▸ **Assignment**: In the Route Switch Fun blog excerpt below, which line card was chosen as the default for the Nexus 9508 chassis?

▸ **Excerpted passage**:
————————
Route Switch Fun: 2016

Friday, October 7, 2016

Monday, July 18, 2016

I passed! CCIE# 53519

Finally, four attempts, countless hours of labbing, I have earned my number, CCIE# 53519

Saturday, July 2, 2016

Microburst/Burst Traffic: Cisco Nexus 9508 with N9K-9564PX linecard - ALE/Northstar Buffer

Just as my normal working and study life, my blog posts are flipping back and forth between work-related and study-related content. Today is work-related.

My company recently purchased a pair of Nexus 9508 Chassis, and I chose line cards N9K-9564PX as the default line cards for these chassis. In this blog post, I will talk about what we have run into with these line cards in the first 30 days in production, and what we have done (with TAC help) to resolve it.

Intro
Let's start with my selection. Cisco has 2 line cards for Nexus 9508 that provides 48-port 1 and 10 GE SFP+, N9K-9564PX and N9K-9464PX. The 9500 model support VXLAN. That's was the main reason we decided to go with 9564PX.
————————
▸ **Listed entries**:
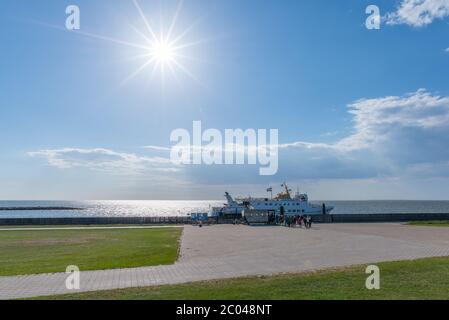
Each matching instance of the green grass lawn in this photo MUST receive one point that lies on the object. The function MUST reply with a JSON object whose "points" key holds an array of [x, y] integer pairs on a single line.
{"points": [[419, 279], [32, 252], [443, 223]]}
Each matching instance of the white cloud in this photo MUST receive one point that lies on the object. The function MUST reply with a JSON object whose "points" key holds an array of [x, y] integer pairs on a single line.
{"points": [[418, 13], [391, 136], [104, 160]]}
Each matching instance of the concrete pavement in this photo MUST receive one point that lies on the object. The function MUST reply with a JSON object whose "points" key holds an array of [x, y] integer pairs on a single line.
{"points": [[227, 251]]}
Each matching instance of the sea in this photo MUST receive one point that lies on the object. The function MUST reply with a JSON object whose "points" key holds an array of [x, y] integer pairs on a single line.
{"points": [[184, 208]]}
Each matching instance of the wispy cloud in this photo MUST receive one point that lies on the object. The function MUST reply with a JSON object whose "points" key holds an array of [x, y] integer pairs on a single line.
{"points": [[104, 160], [418, 13], [391, 136]]}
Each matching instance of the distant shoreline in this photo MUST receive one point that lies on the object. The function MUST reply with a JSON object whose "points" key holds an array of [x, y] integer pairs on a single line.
{"points": [[39, 209]]}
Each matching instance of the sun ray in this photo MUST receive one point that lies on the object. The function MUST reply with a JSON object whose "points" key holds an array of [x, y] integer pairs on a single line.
{"points": [[162, 49], [137, 72], [175, 19], [145, 20], [186, 71], [140, 33]]}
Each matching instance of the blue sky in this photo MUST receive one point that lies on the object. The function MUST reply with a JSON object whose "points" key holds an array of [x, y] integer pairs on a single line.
{"points": [[362, 114]]}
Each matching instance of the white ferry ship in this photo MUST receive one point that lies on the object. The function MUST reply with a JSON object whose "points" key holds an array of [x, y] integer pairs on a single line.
{"points": [[282, 204]]}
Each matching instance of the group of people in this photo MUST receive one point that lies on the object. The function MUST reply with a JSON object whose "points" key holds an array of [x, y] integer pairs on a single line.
{"points": [[296, 221]]}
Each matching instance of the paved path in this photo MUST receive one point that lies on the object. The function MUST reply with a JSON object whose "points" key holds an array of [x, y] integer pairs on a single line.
{"points": [[219, 252]]}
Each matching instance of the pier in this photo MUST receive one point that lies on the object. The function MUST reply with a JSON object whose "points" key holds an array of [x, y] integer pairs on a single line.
{"points": [[184, 220]]}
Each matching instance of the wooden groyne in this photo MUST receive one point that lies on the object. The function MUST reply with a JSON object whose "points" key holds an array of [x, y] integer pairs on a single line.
{"points": [[328, 218]]}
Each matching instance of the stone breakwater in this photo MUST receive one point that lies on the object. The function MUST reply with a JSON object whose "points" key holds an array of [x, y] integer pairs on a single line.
{"points": [[38, 208]]}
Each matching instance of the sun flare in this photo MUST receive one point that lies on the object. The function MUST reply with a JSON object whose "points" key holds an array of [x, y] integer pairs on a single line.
{"points": [[162, 52]]}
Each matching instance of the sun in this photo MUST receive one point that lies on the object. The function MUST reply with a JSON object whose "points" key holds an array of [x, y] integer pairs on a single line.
{"points": [[162, 52]]}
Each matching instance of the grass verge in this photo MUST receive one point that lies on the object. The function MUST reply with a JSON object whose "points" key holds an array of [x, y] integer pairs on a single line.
{"points": [[404, 280], [34, 252]]}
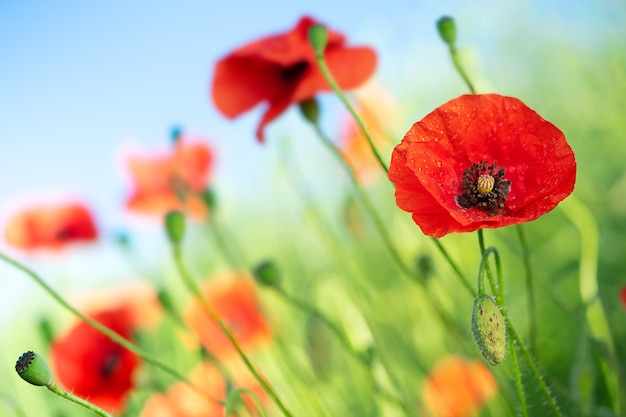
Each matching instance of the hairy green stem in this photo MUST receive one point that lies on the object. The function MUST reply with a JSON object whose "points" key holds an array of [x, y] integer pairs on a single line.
{"points": [[459, 67], [335, 87], [518, 381], [71, 397], [195, 290], [589, 293], [530, 289], [378, 223], [516, 341]]}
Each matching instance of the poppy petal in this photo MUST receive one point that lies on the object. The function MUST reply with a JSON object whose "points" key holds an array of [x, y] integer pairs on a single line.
{"points": [[539, 166]]}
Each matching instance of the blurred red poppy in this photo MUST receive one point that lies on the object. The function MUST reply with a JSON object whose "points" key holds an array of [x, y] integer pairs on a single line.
{"points": [[281, 70], [379, 113], [92, 366], [51, 227], [481, 161], [182, 400], [173, 181], [457, 387], [234, 299]]}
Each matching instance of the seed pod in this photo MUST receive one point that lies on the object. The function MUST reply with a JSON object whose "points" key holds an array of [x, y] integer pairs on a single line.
{"points": [[32, 368], [489, 329]]}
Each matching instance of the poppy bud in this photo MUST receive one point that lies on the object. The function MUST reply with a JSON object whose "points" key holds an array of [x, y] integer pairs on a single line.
{"points": [[447, 30], [267, 273], [310, 110], [489, 329], [318, 37], [32, 368], [175, 226], [45, 330]]}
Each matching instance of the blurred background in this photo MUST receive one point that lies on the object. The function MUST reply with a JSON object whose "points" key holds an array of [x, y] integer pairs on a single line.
{"points": [[85, 84]]}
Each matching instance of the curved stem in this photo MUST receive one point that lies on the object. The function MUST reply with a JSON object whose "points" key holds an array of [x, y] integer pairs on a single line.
{"points": [[335, 87], [533, 368], [71, 397], [516, 341], [589, 293], [530, 289], [518, 380], [145, 356], [300, 305], [195, 290], [378, 223], [457, 64]]}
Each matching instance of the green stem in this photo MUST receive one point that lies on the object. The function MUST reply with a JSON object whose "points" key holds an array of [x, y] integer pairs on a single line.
{"points": [[195, 290], [335, 87], [300, 305], [518, 380], [221, 244], [530, 289], [588, 284], [516, 341], [533, 368], [454, 267], [321, 62], [483, 267], [457, 64], [69, 396], [145, 356], [378, 223]]}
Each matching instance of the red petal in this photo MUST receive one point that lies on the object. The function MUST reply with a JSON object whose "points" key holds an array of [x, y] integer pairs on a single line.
{"points": [[254, 72], [239, 84], [537, 159]]}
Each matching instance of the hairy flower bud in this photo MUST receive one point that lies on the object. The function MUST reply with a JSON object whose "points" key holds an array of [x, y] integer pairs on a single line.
{"points": [[447, 29], [489, 329], [32, 368]]}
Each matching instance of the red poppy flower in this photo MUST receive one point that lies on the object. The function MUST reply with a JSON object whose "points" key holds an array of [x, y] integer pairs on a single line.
{"points": [[182, 400], [234, 299], [172, 181], [51, 227], [379, 113], [92, 366], [281, 70], [458, 388], [481, 161]]}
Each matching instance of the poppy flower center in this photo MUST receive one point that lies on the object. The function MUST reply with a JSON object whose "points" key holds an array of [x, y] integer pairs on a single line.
{"points": [[484, 187]]}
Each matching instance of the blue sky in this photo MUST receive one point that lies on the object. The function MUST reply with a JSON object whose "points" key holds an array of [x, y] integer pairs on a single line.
{"points": [[80, 80]]}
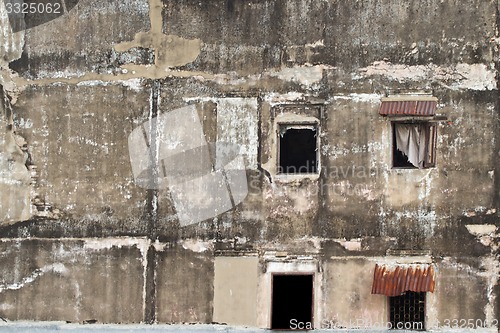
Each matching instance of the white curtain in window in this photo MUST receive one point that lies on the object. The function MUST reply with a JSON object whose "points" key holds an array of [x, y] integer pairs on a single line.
{"points": [[410, 140]]}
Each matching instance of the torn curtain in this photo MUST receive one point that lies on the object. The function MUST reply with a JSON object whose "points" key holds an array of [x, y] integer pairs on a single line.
{"points": [[411, 141]]}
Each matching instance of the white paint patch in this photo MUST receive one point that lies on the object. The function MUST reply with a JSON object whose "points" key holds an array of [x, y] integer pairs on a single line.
{"points": [[134, 84], [360, 98], [481, 229], [459, 77], [237, 123], [276, 99], [351, 245], [304, 75], [196, 246], [97, 244], [56, 268]]}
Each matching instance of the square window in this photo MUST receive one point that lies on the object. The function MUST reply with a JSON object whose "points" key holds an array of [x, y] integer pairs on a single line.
{"points": [[414, 145], [297, 149], [407, 312]]}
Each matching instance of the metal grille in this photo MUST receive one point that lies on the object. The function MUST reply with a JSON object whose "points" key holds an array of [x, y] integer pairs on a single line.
{"points": [[408, 311]]}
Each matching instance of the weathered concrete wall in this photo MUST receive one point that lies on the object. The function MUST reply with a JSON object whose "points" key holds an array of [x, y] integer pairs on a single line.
{"points": [[72, 280], [73, 90]]}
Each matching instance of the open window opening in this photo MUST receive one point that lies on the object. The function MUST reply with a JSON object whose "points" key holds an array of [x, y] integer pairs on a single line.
{"points": [[407, 311], [292, 302], [298, 149], [414, 145]]}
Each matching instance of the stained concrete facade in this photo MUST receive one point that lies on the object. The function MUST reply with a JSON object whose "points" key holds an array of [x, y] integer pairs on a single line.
{"points": [[81, 241]]}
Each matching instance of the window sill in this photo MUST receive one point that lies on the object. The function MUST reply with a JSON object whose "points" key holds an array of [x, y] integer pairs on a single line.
{"points": [[286, 178]]}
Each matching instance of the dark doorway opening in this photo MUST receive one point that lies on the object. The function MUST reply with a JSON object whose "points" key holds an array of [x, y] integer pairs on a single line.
{"points": [[408, 311], [297, 150], [292, 302]]}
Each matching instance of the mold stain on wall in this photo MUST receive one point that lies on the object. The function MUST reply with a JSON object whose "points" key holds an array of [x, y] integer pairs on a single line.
{"points": [[73, 219]]}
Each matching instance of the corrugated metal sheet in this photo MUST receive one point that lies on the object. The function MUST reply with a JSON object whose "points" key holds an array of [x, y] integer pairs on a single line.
{"points": [[394, 281], [408, 107]]}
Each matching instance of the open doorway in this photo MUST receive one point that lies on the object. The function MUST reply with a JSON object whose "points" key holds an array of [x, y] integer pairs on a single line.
{"points": [[292, 301]]}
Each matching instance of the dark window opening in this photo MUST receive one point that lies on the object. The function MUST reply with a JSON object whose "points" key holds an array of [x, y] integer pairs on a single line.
{"points": [[408, 311], [292, 302], [297, 150], [414, 145]]}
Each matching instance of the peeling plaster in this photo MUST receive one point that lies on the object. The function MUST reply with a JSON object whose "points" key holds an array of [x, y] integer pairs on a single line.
{"points": [[56, 268], [170, 50], [460, 77]]}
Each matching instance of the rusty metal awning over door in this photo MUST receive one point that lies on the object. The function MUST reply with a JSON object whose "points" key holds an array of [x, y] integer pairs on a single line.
{"points": [[408, 106], [395, 280]]}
————————
▸ **Result of this exercise**: N9K-9564PX